## Metti in pratica
1: Nel brano, presso quale università insegna Julianne Holt-Lunstad?
2: Estrai dal brano il passo che inizia con "L’evoluzione dei processi" e prosegue fino a "ritorno alla normalità.".

## Brano scelto
******

Il“divario digitale”, la privacy in rete rispetto al dominio dell’intelligenza artificiale con l’utilizzo dei big data sono sviluppati con un ragionamento chiaro e divulgativo. A chiusura dell’articolo, supportato da una bibliografia internazionale di ricercatori, è riproposto con una grafica per matita, lo schizzo impresso nel blu elettrico di copertina.
Cristina Alberini, professore presso il Center for Neural Science della New York University, traccia un quadro fluido circa le ricadute del contagio virale sulla salute mentale, con tutti i risvolti sociali procurati dai disordini dell’ansia.
L’evoluzione dei processi traumatici, sofferti nelle risposte fisiologiche legate allo stress imposto dal regime di prevenzione sanitaria. Senza trascurare l’approccio scientifico ai necessari percorsi di resilienza, atti a estinguere gradualmente tutti i fattori critici e ostativi per un auspicato ritorno alla normalità.
Senza dubbi, fra i più complessi e interessanti temi affrontati, quello sviluppato da Julianne Holt-Lunstad, docente di Psicologia e Neuroscienze presso l’Università di Brigham Young, tocca un nervo scoperto. Una sofferenza patita in una ampia percentuale di popolazione in questa terribile crisi. L’isolamento e la solitudine prodotti da un grave deficit di connessione sociale, rappresentano le premesse per una recessione sociale e globale.
Gli effetti di ritorno potrebbero determinare danni all’equilibrio della salute, esplorati già dall’Alberini, di portata ben maggiore con mutamenti strutturali negli stili di vita precovid, ancora ignoti e non apprezzati.
Le dinamiche del lavoro nell’era post covid19 rappresentano una globosfera di ragionamenti, teoremi e proiezioni dagli esiti non propriamente certi.
Il contributo offerto da Domenico De Masi, professore emerito di Sociologia del Lavoro, presso l’Università La Sapienza di Roma è una formazione illuminante su quelli che potranno essere i nuovi riferimenti portanti per il nostro modo di esporci, socializzare e affrontare un’inedita gestione del nostro tempo disponibile. Rispetto a nuove frontiere sulla concezione del “lavoro” con una piattaforma di regole e luoghi di esercizio (si pensi solo ai cenni innovativi apportati con lo smart working) radicalmente diverse dal nostro attuale immaginario.
Il volume non evoca orizzonti esclusivamente plumbei né apocalittici. Senza tralasciare lo “scenario” finale del numero con approfondimenti squisitamente geopolitici, dove non può mancare un aggiornamento sull’atipico rapporto Russia Cina (osservato da Marta Ottaviani),
non possiamo non ricordare il “caso italiano”. Una fonte pura di benevoli auspici che registra riscontri eccellenti nella comunità scientifica internazionale.
La vicenda del giovane ingegnere bresciano Cristian Fracassi, della sua Innova, capace di sottrarre migliaia di altre vittime allo sterminio del covid19, mirabilmente narrata da Riccardo Luna è un viatico determinante nel sistema globale firmato Italia.

******

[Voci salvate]
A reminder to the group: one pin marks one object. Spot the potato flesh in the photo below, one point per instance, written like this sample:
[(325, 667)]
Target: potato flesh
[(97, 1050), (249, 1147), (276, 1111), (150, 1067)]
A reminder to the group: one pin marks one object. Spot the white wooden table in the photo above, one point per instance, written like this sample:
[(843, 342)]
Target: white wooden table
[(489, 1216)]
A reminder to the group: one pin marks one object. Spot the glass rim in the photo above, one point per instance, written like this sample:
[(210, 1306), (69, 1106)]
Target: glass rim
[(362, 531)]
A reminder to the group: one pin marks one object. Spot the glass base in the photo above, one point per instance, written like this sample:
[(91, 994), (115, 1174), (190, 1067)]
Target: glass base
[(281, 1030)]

******

## Risposte per compito
1: Presso l'Università di Brigham Young.

2:
L’evoluzione dei processi traumatici, sofferti nelle risposte fisiologiche legate allo stress imposto dal regime di prevenzione sanitaria. Senza trascurare l’approccio scientifico ai necessari percorsi di resilienza, atti a estinguere gradualmente tutti i fattori critici e ostativi per un auspicato ritorno alla normalità.